[Stored data]
=== Begin Enclosure ===

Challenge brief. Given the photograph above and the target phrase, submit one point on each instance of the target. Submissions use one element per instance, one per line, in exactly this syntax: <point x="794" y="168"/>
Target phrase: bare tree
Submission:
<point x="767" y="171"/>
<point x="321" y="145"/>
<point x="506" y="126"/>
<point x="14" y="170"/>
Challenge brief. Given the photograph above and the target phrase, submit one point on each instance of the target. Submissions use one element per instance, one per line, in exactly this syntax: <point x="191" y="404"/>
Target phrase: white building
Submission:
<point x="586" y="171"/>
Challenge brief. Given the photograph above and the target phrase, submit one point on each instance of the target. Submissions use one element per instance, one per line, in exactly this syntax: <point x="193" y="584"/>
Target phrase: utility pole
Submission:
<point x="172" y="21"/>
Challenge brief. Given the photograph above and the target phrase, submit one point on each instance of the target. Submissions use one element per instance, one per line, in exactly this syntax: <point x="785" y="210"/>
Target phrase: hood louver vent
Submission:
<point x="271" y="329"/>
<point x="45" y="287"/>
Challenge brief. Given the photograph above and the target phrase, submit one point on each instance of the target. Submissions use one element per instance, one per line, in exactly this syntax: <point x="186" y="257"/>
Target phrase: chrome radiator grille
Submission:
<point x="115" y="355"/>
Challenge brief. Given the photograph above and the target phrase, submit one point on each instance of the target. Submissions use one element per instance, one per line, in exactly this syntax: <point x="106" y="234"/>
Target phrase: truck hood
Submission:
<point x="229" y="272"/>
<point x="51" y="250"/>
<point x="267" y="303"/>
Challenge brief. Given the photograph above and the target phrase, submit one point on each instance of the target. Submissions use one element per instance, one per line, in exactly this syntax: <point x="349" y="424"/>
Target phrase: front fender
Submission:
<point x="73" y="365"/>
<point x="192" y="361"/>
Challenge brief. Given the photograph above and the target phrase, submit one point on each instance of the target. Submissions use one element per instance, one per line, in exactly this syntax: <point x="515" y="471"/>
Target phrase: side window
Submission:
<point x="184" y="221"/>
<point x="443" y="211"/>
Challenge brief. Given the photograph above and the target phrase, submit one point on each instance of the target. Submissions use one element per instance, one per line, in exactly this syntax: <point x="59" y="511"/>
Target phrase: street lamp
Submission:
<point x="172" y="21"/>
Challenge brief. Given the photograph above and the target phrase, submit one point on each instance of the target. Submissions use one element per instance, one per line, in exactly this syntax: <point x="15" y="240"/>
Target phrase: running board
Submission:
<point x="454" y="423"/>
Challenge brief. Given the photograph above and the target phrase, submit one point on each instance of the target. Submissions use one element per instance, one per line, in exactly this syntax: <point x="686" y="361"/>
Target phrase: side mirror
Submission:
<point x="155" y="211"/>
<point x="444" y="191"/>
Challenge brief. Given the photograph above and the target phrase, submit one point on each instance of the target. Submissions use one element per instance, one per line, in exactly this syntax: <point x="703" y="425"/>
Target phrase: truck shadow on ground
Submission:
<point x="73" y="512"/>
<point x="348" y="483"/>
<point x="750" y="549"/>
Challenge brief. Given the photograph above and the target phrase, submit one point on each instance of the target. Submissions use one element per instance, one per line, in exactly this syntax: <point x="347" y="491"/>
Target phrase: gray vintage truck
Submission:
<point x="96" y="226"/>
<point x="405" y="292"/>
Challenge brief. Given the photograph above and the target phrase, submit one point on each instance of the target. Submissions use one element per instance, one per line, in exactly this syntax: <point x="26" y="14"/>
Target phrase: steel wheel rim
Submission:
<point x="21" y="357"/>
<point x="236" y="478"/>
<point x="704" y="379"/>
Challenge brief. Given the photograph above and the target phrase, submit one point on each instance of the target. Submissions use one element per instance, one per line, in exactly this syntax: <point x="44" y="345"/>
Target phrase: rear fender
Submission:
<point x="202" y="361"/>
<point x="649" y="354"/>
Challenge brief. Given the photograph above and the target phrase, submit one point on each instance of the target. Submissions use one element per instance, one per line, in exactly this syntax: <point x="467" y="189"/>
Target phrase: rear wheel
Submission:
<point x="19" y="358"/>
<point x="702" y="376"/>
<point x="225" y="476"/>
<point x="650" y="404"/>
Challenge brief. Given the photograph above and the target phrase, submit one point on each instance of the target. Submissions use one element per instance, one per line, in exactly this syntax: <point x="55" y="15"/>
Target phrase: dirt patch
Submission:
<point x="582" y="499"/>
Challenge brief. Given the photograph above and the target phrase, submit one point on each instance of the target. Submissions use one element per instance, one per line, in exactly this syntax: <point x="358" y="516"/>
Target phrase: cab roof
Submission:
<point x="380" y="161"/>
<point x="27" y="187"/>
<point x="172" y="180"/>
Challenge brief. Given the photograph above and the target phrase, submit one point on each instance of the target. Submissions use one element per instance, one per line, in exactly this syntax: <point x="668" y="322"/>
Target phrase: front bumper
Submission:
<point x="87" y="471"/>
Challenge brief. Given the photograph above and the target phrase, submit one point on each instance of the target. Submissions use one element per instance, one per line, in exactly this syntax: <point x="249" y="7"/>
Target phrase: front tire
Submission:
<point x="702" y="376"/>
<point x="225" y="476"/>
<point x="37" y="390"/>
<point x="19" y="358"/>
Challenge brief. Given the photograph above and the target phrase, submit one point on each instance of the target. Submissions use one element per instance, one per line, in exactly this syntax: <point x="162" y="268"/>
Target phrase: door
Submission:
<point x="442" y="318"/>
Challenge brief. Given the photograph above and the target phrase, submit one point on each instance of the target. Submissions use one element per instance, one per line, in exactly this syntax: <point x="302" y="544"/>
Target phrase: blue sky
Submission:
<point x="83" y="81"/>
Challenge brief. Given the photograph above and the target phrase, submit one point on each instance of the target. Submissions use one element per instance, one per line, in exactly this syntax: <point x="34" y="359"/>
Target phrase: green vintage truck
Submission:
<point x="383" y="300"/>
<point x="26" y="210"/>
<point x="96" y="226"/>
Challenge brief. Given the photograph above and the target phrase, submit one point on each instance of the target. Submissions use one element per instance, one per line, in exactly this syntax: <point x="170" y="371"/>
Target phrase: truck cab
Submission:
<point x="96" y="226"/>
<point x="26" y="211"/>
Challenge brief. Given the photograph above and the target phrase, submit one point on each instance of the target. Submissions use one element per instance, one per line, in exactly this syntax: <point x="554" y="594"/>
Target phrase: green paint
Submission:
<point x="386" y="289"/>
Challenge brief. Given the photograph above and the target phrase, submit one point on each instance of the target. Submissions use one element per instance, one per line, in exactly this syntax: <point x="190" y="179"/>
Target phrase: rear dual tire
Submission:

=== End Enclosure ===

What needs to be done — Find the word "green" in the entries above. Copy every line that has it.

Expected output —
Target phrase: green vintage truck
Target phrase: green paint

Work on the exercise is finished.